Excerpted text -
North Korean missiles, however, can strike targets in Japan and South Korea, where 28,500 US troops are deployed. It is also widely believed that North Korea does have a small stockpile of nuclear weapons and missiles capable of hitting Hawaii and the US territory of Guam.

There are, of course, no easy options in dealing with North Korea as it is not a normal state. A country that refers to Kim Il-sung, who has been dead for 20 years, (the grandfather of Kim Jong-un, today’s leader) as its ‘Eternal President’ cannot be called normal.

It is a dynastic tyranny founded on a personality cult which super-secretive and is difficult to analyse and deal with.

North Korea is also littered with gulag camps where hundreds of thousands of political prisoners languish in appalling conditions and many thousands die every year through torture and starvation.

If there is one country where some type of intervention on humanitarian grounds would be justified, it is North Korea, ideally with a United Nations mandate.

It is very doubtful that any sort of reasonable deal can be ever reached with North Korea. Unfortunately, the country has a long history of lying to the international community, taking advantage of the concessions given to it and playing for time.

The only viable option today would seem to be containment, and convincing Pyongyang that it would suffer drastically should it threaten its neighbours and other members of the international community.

North Korea has made it a habit of bluffing and of threatening turmoil in a dynamic economic region of the world, and consequently getting concessions in return for toning down its rhetoric. Kim Jong-un wants to show his military that, like his father (Kim Jong-il) and grandfather, he too can force concessions from the United States.

Record set -

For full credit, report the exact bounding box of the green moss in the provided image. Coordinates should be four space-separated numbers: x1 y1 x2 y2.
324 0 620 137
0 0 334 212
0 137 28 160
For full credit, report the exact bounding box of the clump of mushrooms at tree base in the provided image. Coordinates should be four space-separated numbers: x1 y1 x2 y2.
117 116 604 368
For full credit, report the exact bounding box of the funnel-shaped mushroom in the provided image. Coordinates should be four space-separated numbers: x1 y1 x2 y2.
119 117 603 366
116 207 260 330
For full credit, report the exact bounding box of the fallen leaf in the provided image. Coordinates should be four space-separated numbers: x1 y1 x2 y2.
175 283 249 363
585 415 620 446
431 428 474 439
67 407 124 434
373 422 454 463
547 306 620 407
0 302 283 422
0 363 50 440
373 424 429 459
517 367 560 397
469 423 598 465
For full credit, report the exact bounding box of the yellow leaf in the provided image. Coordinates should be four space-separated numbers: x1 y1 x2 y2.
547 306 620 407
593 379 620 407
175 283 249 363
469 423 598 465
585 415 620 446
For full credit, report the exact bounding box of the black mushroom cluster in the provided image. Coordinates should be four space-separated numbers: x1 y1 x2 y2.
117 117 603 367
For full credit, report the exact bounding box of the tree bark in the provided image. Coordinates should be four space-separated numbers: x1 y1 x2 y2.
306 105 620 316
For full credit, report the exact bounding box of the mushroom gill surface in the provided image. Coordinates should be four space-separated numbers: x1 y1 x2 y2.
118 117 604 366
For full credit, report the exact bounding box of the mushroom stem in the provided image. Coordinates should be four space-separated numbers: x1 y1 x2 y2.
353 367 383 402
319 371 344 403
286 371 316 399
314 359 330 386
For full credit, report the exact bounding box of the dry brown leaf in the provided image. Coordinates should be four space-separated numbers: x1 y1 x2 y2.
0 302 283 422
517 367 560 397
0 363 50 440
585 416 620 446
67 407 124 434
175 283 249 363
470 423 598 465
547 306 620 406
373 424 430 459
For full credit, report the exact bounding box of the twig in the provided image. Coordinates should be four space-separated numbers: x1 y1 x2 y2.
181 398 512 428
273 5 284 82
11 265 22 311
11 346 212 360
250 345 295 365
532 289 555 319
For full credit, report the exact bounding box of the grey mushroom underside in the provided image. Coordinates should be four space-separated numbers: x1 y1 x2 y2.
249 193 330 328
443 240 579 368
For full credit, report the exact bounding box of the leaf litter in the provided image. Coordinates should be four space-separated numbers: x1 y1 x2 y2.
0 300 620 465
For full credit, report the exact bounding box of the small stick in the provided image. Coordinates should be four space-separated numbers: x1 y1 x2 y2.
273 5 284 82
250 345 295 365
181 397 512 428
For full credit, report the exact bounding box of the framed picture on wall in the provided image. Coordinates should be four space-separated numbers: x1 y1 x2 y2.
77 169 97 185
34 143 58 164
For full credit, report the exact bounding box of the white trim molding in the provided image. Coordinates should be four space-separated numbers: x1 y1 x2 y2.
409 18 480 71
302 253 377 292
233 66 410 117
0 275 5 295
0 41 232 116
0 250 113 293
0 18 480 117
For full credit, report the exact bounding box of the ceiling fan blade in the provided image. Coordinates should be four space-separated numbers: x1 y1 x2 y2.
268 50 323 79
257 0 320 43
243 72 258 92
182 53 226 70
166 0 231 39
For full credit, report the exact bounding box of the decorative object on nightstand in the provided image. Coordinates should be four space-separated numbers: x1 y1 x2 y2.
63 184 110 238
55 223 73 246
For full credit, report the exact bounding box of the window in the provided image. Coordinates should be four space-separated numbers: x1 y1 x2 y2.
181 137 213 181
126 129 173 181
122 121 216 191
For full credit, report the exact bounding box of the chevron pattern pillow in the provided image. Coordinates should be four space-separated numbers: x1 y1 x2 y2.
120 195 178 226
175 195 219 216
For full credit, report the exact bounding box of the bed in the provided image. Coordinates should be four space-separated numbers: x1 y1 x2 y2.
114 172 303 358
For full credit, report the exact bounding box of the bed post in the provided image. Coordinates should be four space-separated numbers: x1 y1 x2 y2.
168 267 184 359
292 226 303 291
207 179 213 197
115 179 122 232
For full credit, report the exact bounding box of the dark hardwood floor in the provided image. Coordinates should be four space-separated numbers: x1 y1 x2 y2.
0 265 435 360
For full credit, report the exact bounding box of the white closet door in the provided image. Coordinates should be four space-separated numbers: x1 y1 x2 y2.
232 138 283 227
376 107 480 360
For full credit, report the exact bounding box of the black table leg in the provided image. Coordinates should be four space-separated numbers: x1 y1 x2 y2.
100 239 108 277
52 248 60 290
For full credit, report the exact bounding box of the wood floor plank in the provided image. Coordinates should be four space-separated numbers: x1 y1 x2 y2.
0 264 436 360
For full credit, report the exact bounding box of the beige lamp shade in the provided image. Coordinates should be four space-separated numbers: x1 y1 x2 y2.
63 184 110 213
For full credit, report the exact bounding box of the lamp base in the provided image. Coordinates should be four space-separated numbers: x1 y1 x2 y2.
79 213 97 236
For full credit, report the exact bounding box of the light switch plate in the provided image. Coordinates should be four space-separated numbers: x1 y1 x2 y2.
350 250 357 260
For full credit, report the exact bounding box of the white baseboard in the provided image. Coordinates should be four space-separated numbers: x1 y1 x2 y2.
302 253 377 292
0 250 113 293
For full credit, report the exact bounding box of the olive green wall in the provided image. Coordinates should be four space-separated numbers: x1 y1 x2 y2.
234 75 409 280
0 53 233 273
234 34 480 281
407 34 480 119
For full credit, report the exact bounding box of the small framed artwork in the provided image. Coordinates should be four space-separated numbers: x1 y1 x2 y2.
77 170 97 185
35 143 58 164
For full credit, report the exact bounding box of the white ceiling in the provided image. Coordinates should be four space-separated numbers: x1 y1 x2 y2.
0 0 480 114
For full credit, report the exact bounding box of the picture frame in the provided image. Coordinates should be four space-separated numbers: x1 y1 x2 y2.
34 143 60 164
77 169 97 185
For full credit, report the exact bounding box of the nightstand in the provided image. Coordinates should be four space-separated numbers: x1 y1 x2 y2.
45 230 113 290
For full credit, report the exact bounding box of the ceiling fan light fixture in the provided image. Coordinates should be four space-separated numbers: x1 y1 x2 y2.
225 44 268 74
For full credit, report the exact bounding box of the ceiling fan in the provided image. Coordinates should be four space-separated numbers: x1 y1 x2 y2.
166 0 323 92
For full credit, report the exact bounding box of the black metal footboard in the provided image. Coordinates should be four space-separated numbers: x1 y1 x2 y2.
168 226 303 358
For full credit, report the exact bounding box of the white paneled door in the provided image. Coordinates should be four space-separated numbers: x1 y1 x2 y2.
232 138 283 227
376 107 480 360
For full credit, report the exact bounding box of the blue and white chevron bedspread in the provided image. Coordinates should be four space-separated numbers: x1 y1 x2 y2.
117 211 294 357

Job -
Write the next few paragraphs of the commentary on North Korea, picking up right after its final sentence.

Output below -
US President Bill Clinton, for example, had cancelled the US-South Korean military exercises in order to appease North Korea, but that did not lead to any long-term change in Pyongyang’s behaviour.

China, of course, has a key role to play in exerting pressure on North Korea to act responsibly.

All indications point to the belief that China is highly embarrassed by the irrational behaviour of its long-time ally. The 2010 US diplomatic cable leaks from Wikileaks, for example, showed that China was ready to accept a unified Korea under Seoul’s control and that it believed Pyongyang was behaving like a “spoiled child” to get Washington’s attention in April 2009 by carrying out missile tests.

China needs to be urged by the international community to play its part in North Korea. A miscalculation by Pyongyang in this present game of bluff could lead to disastrous consequences; we need to avoid arriving at such a stage, so Beijing needs to act fast.

The US and EU (including Malta, which has close ties to China) must put pressure on Beijing to get its act together and live up to its international expectations.